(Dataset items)
-*-
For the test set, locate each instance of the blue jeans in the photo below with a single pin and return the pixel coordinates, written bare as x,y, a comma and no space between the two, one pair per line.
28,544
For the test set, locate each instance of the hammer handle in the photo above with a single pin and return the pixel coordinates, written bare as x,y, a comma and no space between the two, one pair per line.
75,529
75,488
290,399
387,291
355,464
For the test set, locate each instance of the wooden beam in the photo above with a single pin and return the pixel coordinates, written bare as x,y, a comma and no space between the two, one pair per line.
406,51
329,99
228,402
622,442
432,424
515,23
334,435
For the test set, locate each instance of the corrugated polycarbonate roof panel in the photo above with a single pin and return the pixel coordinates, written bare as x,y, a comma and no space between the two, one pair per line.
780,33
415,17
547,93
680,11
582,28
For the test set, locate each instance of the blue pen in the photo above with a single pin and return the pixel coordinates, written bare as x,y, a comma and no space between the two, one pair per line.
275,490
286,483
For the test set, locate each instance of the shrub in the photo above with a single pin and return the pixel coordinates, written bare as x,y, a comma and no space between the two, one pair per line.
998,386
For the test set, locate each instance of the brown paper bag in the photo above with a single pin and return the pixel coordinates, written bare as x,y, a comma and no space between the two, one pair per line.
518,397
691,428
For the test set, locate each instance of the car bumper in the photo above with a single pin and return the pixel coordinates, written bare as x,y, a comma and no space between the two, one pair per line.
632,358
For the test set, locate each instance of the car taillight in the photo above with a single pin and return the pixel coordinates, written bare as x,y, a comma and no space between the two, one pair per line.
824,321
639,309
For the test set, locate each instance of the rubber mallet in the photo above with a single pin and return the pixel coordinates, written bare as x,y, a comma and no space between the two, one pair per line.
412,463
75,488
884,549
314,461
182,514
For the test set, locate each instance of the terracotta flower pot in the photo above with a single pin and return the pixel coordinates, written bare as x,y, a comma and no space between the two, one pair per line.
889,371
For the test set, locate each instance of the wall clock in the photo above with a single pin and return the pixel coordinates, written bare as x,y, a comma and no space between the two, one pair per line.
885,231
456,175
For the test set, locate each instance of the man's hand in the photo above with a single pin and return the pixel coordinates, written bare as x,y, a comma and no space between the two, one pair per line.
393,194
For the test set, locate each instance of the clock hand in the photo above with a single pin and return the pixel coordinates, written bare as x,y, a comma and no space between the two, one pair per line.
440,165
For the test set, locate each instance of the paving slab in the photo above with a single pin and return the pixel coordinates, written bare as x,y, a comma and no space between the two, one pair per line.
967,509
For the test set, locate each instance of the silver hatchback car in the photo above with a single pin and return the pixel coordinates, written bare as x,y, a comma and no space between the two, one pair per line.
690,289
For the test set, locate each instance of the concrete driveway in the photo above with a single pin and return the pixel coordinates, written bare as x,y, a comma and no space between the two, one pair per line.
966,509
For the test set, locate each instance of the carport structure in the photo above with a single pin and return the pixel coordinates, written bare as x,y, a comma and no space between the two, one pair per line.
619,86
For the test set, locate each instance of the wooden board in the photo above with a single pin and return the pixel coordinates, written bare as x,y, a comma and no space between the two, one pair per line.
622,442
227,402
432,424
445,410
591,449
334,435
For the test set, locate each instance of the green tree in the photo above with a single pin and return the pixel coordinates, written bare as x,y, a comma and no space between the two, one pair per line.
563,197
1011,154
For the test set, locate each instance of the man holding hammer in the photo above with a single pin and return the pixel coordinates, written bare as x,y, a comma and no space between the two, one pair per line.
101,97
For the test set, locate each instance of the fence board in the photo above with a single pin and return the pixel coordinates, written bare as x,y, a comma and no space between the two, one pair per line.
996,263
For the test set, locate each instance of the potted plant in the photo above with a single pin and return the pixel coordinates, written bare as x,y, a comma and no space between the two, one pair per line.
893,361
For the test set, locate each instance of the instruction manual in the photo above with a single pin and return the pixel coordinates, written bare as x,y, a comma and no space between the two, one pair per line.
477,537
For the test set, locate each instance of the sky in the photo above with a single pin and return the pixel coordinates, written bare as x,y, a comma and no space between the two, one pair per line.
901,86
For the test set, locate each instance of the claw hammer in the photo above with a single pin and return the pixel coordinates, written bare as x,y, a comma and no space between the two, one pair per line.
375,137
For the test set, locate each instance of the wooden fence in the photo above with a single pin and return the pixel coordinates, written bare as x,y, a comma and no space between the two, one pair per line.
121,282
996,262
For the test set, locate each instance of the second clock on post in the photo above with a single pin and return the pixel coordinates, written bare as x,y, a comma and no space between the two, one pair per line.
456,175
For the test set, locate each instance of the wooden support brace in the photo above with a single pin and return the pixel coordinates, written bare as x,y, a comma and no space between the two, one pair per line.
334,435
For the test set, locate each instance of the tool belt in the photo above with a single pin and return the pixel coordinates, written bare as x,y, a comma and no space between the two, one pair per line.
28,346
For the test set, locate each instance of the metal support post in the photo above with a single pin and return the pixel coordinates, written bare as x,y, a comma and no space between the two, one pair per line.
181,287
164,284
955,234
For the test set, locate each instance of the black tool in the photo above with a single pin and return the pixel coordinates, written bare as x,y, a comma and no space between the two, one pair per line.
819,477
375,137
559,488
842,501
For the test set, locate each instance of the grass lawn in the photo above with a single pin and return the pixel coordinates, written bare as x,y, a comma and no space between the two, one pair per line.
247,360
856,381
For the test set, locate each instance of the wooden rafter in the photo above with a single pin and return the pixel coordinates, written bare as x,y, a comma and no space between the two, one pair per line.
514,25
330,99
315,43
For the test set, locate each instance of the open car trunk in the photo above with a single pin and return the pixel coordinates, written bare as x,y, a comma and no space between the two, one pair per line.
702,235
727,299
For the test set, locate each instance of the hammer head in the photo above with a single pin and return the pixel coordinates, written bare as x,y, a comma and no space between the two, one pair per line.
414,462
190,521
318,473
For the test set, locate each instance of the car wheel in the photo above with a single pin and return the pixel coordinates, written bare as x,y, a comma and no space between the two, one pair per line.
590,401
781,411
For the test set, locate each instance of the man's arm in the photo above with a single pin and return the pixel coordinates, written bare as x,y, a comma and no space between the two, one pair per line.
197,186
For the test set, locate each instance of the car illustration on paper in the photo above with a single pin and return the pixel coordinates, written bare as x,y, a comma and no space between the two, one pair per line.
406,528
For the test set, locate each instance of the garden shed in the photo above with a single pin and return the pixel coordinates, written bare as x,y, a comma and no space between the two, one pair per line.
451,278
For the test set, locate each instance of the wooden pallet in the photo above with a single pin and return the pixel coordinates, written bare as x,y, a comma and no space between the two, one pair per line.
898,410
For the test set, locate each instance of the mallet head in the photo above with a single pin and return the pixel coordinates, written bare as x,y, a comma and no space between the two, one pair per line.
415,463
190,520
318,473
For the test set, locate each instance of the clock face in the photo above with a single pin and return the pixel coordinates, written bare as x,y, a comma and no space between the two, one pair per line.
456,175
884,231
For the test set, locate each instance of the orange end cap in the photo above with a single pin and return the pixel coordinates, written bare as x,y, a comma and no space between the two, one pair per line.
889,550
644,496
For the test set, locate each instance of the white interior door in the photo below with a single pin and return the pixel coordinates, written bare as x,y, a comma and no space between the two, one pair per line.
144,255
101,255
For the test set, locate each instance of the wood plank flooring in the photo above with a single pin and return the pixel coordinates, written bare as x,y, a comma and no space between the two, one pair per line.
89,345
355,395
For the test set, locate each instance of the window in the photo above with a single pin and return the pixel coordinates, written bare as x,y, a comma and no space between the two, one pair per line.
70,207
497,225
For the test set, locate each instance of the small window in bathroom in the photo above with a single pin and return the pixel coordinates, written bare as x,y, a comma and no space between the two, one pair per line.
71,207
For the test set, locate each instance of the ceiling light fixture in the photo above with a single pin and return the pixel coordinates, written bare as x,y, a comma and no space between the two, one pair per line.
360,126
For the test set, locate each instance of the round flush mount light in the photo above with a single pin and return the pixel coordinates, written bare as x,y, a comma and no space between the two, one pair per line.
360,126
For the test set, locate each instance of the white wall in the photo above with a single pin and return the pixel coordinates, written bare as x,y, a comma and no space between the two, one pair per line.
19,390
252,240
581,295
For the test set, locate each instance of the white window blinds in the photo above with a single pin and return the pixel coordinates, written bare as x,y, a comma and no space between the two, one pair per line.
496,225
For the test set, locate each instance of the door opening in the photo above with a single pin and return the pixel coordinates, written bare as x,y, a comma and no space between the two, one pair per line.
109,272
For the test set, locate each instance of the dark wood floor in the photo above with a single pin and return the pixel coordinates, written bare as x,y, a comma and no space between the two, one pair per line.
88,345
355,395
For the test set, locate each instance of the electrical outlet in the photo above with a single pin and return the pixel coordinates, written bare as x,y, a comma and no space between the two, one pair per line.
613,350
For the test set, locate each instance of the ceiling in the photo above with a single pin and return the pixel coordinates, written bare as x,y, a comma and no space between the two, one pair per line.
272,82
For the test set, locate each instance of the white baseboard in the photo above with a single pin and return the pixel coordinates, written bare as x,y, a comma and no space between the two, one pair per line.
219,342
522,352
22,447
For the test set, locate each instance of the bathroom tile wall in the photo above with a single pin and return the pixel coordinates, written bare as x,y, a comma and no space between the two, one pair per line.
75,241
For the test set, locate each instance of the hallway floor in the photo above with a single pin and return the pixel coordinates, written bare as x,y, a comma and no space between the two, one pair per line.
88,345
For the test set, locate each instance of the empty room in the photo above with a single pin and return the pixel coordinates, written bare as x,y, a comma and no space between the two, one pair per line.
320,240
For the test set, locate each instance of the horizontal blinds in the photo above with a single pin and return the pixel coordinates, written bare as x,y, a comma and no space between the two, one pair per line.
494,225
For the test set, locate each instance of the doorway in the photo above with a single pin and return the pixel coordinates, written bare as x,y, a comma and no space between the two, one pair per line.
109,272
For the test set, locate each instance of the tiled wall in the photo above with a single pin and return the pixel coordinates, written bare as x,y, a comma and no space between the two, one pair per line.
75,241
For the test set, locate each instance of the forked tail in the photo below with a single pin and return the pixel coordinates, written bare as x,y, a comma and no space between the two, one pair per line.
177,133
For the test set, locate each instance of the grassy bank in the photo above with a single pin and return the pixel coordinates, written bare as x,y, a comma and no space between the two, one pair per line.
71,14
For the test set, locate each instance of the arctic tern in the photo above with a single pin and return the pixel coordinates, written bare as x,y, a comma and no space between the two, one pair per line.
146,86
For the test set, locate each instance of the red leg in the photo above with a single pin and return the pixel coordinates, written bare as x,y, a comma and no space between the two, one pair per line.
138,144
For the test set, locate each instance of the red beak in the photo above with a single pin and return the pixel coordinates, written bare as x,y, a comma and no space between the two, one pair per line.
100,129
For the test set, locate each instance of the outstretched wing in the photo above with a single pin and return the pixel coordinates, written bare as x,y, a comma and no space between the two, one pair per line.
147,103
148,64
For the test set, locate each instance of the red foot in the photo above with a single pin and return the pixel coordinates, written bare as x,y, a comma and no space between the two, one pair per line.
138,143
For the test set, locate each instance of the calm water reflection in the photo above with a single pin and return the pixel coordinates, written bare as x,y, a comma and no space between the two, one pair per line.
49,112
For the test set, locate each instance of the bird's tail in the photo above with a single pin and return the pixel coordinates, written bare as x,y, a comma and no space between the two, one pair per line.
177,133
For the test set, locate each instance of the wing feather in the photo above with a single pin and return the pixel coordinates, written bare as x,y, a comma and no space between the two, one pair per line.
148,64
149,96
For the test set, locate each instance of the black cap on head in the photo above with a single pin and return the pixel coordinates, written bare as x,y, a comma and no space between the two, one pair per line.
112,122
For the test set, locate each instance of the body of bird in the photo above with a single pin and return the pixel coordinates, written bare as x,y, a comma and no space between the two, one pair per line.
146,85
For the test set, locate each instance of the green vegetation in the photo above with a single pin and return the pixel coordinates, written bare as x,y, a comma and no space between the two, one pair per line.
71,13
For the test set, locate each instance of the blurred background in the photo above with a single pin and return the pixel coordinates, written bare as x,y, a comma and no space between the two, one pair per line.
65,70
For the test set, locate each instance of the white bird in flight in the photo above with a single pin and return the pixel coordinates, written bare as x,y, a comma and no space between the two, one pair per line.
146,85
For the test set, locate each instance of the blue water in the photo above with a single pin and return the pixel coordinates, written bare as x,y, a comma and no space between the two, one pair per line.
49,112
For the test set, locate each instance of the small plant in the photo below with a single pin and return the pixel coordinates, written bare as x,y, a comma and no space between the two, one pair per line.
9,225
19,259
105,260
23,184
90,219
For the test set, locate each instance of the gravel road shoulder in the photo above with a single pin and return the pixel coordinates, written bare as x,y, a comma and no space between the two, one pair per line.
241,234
-*-
- _Work to do_
Repeat only the stretch of lines that begins at the line containing "For the test set, locate each instance of the white bird" and ends at the last line above, both included.

- _Response to the exercise_
For the test set, locate each instance of the white bird in flight in the photo above with a single pin and return the pixel coordinates, written bare as x,y, a comma and no space between the two, one pair per line.
146,85
For the test set, locate each instance of the blue water in the photo above with a single pin and return the pixel coordinates, written bare as x,y, a comma and no space between the two, one pair per line.
49,112
For the test set, locate each instance of the small plant in the photo below with a single pin and return the pixel coordinates, written bare as x,y, a comma and no space between the two, one pair per line.
9,225
19,259
105,260
23,184
90,219
For the test set, locate each instance of the gravel road shoulder in the photo above with a single pin and return the pixel coordinates, written bare as x,y, a comma and no space between the two, one pair per line.
241,234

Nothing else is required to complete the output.